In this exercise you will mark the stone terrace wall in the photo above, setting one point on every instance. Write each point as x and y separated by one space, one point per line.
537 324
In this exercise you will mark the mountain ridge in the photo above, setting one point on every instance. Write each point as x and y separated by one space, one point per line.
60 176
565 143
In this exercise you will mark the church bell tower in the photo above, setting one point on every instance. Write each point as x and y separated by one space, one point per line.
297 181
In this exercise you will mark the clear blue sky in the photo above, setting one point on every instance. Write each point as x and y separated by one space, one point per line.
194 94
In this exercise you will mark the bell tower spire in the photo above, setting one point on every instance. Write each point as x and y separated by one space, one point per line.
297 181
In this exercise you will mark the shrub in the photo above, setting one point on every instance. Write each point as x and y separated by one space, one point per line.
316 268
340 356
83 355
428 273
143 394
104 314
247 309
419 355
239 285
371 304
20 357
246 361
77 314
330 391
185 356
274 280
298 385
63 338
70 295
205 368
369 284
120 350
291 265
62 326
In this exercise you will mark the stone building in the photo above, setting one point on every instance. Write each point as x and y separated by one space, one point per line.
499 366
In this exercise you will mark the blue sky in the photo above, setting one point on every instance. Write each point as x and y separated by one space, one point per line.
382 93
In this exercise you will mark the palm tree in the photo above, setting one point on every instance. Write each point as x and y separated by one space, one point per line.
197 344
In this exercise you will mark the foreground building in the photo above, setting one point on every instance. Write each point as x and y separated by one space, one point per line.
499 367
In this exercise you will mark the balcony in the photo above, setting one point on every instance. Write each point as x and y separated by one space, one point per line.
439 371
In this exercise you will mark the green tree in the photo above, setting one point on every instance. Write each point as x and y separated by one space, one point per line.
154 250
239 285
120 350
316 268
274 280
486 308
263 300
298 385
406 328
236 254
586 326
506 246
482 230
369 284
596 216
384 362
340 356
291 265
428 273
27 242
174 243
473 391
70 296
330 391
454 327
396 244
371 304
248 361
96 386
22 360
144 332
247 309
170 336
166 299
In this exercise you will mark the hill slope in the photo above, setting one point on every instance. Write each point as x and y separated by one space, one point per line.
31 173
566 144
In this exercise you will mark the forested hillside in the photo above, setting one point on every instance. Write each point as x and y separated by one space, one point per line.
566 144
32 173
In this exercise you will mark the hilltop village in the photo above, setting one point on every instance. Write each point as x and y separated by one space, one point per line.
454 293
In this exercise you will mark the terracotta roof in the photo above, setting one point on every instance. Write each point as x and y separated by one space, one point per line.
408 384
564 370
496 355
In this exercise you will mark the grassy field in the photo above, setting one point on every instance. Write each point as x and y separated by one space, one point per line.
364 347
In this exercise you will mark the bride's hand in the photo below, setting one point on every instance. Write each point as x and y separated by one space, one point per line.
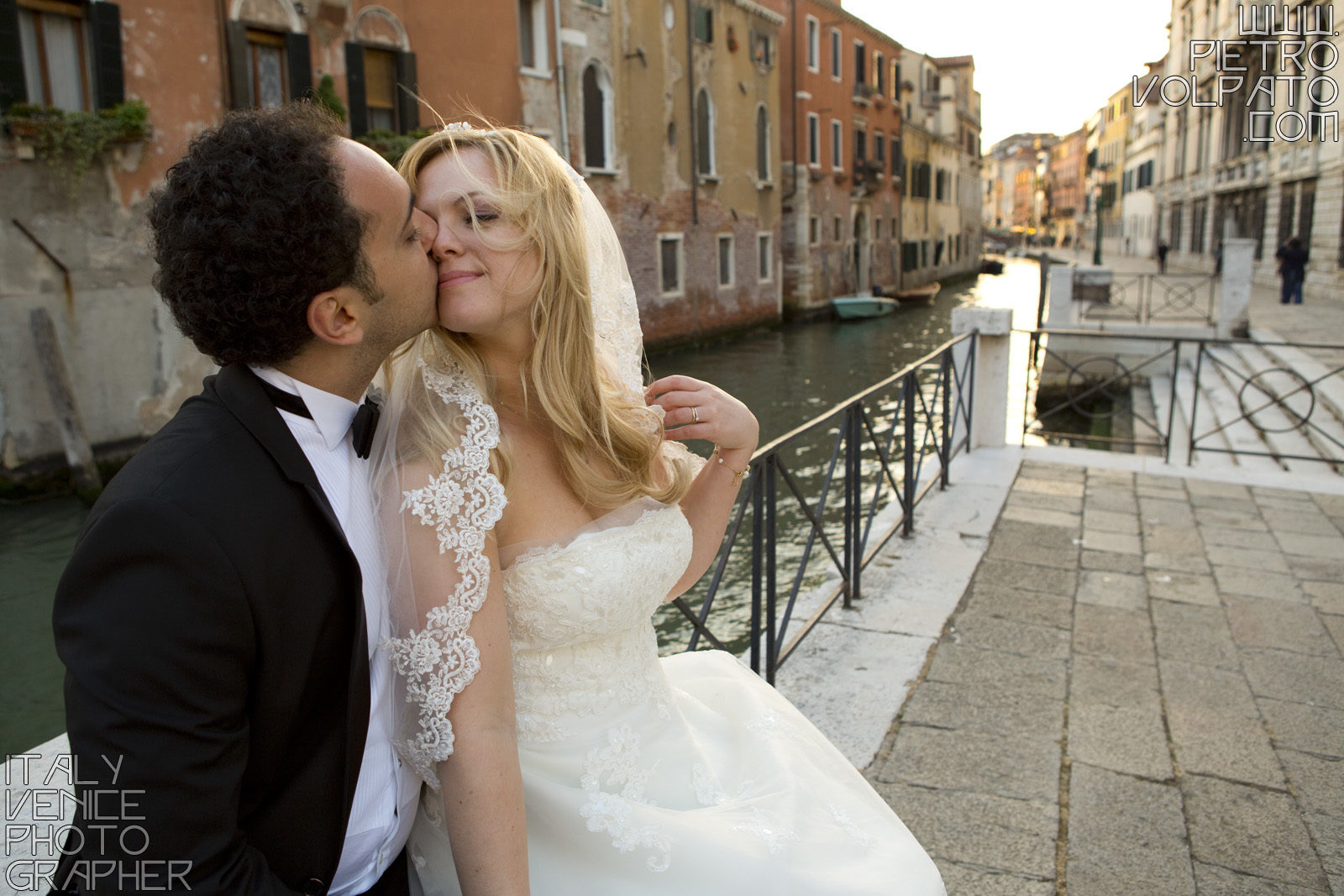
699 410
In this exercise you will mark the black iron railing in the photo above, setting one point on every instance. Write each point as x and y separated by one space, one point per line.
1147 298
882 443
1234 396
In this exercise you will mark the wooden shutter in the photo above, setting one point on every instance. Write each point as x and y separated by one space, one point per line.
105 39
407 93
239 67
299 60
355 89
13 87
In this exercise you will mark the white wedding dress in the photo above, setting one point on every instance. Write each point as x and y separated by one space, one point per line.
678 775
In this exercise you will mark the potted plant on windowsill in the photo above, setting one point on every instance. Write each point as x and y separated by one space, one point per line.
71 141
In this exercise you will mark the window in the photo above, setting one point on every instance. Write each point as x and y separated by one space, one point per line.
705 24
380 74
531 35
763 144
597 118
705 134
669 264
69 55
813 45
726 258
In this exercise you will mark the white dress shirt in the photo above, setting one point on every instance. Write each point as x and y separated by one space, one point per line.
385 795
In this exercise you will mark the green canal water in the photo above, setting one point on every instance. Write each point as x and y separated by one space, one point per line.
786 375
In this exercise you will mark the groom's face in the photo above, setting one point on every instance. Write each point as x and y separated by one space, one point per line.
396 241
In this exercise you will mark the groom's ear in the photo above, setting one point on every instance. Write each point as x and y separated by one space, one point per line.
335 318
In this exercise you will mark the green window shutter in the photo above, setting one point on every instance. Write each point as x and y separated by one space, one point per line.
355 89
13 87
407 93
109 85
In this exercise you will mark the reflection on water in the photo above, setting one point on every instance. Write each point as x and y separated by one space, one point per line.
786 375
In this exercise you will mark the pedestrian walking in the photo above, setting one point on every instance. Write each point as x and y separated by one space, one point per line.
1292 270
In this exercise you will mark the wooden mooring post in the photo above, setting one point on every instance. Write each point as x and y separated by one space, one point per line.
78 452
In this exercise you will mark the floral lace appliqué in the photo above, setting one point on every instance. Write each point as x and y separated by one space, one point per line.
616 765
463 504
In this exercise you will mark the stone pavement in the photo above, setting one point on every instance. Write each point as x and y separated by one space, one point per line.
1140 692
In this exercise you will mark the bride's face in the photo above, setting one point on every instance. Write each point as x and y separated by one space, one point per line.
486 282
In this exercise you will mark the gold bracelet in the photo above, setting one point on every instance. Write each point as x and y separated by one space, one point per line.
737 473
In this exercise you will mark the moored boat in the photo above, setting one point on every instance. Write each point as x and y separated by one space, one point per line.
860 307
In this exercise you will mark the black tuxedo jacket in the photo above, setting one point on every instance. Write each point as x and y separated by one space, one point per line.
212 624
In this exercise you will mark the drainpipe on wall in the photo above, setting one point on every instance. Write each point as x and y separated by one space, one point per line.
690 93
561 85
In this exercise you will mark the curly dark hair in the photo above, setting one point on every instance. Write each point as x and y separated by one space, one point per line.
249 226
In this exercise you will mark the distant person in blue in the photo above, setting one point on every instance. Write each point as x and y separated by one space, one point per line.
1292 269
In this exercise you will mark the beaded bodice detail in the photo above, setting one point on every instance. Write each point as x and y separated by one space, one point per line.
581 621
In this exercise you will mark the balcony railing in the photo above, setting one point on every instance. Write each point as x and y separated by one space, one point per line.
790 527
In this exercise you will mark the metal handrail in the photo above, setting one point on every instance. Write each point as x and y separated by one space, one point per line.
932 411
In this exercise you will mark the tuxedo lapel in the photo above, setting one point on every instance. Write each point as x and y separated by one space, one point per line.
242 394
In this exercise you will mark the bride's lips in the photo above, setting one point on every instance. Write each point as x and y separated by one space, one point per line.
454 277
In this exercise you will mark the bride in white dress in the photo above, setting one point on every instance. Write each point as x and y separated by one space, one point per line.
537 515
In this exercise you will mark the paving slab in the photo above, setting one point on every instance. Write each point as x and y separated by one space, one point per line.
1110 633
1015 836
1191 562
1257 584
1294 676
1196 634
1112 562
1169 584
1252 558
1294 627
1304 727
1018 604
1112 590
1222 535
1027 575
1317 782
1126 837
1327 597
1250 831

**About this exercise**
The job is to return the listing above exactly, minus its pictures.

**Expected output**
In this exercise you will mark the stone terrace wall in the photo above, setting one point on every instance. Write each point as x and y separated by one space, one point per line.
537 324
In this exercise you will mark the mountain ridge in the photo above, setting one point on every instance. Write each point as x and y separated by one space, one point per line.
60 176
565 143
In this exercise you will mark the church bell tower in the photo above, setting one point on every instance. Write each point as x and y separated by one space, one point per line.
297 181
In this exercise you will mark the clear blue sky in the photo above, setting one point on every instance. Write each point as x and y separated by one space, one point per line.
194 94
In this exercise you will mark the bell tower spire in the photo above, setting one point on every instance. Write each point as x and y separated by one space, one point per line.
297 181
In this exercise you will mark the shrub in the photo above, setting one point on every instance. Write each point as x and y separated by one space, one point per line.
316 268
340 356
83 355
428 273
143 394
104 314
247 309
419 355
239 285
371 304
20 357
246 361
77 314
330 391
185 356
274 280
298 385
63 338
70 295
205 368
369 284
120 350
291 265
62 326
In this exercise you will mark the stone building in the photo above, setting one point on every instance. Write each point as x and y separated by one space, one point per line.
499 366
In this exercise you will mark the blue sky in the photo above, setting one point on every instance. Write each point as x and y separated by one space, one point per line.
382 93
In this exercise you will mark the palm tree in the photo above, setting one point on every instance. Write each point as x and y separated by one space, one point per line.
197 344
In this exercise you will mark the foreground building in the photo above, setting one point on every instance. Write each point as x and y separated by one space, one point per line.
499 367
In this exercise you will mark the balcony in the photo above, setting one point on every instance. Write each point as x and y separated by one space, one point per line.
439 371
In this exercise you will mark the green tree in the photo above, setting one point on every instance. Write each point as x and y separated by one space, one point per line.
154 250
239 285
120 350
316 268
274 280
486 308
263 300
298 385
406 328
236 254
586 326
506 246
482 230
369 284
596 216
384 362
340 356
291 265
428 273
27 242
174 243
473 391
70 296
330 391
454 327
396 244
371 304
248 361
96 386
22 360
144 332
247 309
170 336
166 299
In this exercise you will mark the hill slope in the photo above, setting one point on every instance. Write each point as x and y separated by one space, one point per line.
31 173
566 144
In this exercise you will mark the forested hillside in the photo above, setting one point on every instance. Write each point as x and y separated by one space, one point per line.
566 144
32 173
In this exercise you will mark the hilltop village in the photo above, setting one point on every instance. Write each point as x and y separated by one space, one point per line.
454 293
In this exercise you will mark the terracotta roof in the photo above, setting one point on every instance. Write each point as x and y separated by one space, one point per line.
408 384
564 370
496 355
In this exercise you will mark the grassy field in the photo above, setting one point on every instance. Write each point as x and y separated by one space, one point per line.
364 347
In this exercise you will mark the bride's hand in the photo below, setting one point on every instance. Write each point as x and y separated by one space, one point per line.
699 410
In this exercise you will mark the black iron railing in the photo above, setting one point on every instance. Write each point as x and y separated by one space, one point per line.
1147 298
882 443
1234 396
In this exercise you will mark the wooden shutter in the photo above, setting one point on every instance. Write each point as x and y separated by one space, one point per line.
105 39
407 93
239 67
299 60
355 89
13 87
In this exercise you will mark the white wedding dress in the photo above, setting one point on every instance. Write each point as x and y separated by one space, one point per line.
678 775
In this exercise you will mark the potted plant on windowsill in the photo above, setting one point on every instance. Write each point as x and y separated by one space, one point per line.
71 141
In this exercise you will mark the window in the photo above, setting one point on every instance. Write each point as x and y separated by one space, one point per line.
705 24
380 74
531 35
763 144
597 118
705 134
669 264
69 55
813 45
726 258
In this exercise you will mark the white dress shirt in the photo above, setting one point on every instance. Write each point as x and y separated by one space, one point per line.
385 795
In this exercise you will mark the green canal water in the photo above, setting one point on every instance. Write each point as x and y separated by one space, one point per line.
786 375
In this exercise you will mark the groom's face in the photo above, setting one point on every instance. Write each point as x and y separated by one space, one point per line.
396 241
In this exercise you will mark the groom's ear in the photo above, setting one point on every instance. Write each point as x and y separated by one space, one point per line.
335 318
In this exercise you will mark the green window shutter in the photo above, setting one point on every instance. Write each point as x and y separated by one space, one point per line.
355 89
13 87
407 93
109 85
In this exercise you will mark the reflection on water in the photo above, setting one point on every instance. Write each point as x and y separated by one space, one point per line.
786 375
In this exercise you will mark the pedestrian walking in the photo above, setting one point on every instance. Write each point as x and y separated by one space, one point per line.
1292 270
In this exercise you will mark the wooden mooring post in the photo above, setting one point on every instance. Write each point as x and y separated by one space, one point per line.
78 452
In this exercise you will mark the floral lace appliqué in the photo above, setting one point on every instance. Write each point as x and y separated by one space, one point per line.
616 765
463 504
In this exercise you will mark the stone pavement in the photo above, setting one point on every instance. Write each point as x and y separated by one space, one point per line.
1140 692
In this exercise you will mark the bride's face in the photo above, setting one point on every instance. Write each point as x and y separated by one space, one point per line.
486 282
In this exercise you will mark the gold bracelet in the photo above, setting one point on every instance. Write each point as x and y separated by one space, one point per line.
737 473
In this exercise you will mark the moored boat in the photo above, setting one point on every instance. Write each point as x and y separated by one space, one point per line.
860 307
In this exercise you will mark the black tuxedo jacket in the photo above, setting one point on every instance. Write each point as x and y separated by one space, one point per line.
212 624
In this exercise you will mark the drainpipe on wall in the photo above, setting one point on every instance. Write each point as x and y separated by one space, one point per line.
690 93
561 85
In this exercise you will mark the curly dark hair in the photo above, setting one point on every instance. Write each point as x and y separated by one space, one point per line.
249 226
In this exercise you will mark the distant person in blue in the photo above, setting one point on every instance. Write each point as x and y separated by one space, one point per line.
1292 269
In this exercise you will mark the beaded bodice detail in the photo above, setting one point on every instance. Write each point as x and y separated by one space, one point per line.
581 621
In this exercise you will mark the balcony railing in the photo above, setting one point on every instance. Write each point as x and y separated by one space, one point per line.
790 527
In this exercise you will mark the metal handrail in the photo above, setting one point on every instance. Write each point as x and y separated by one space, one point per line.
932 411
In this exercise you will mark the tuxedo lapel in the photo above, setting one point on every instance. Write each point as x and y separated by one space, one point per line.
242 394
In this exercise you will mark the bride's lips in the photo above, setting one point on every instance. Write each point as x and y separated by one space, one point per line.
454 277
In this exercise you will mark the bride in white dress in the photo above, setting one point on every instance. Write each point as x and y separated by one space, one point per line.
537 515
In this exercise you will mark the paving slab in the photo above, setting one point on every instance. Write each point as x and y separated by one space, one point per line.
1110 633
1015 836
1191 562
1257 584
1294 676
1196 634
1112 562
1169 584
1252 558
1294 627
1304 727
1018 604
1112 590
1222 535
1027 575
1317 782
1126 837
1327 597
1250 831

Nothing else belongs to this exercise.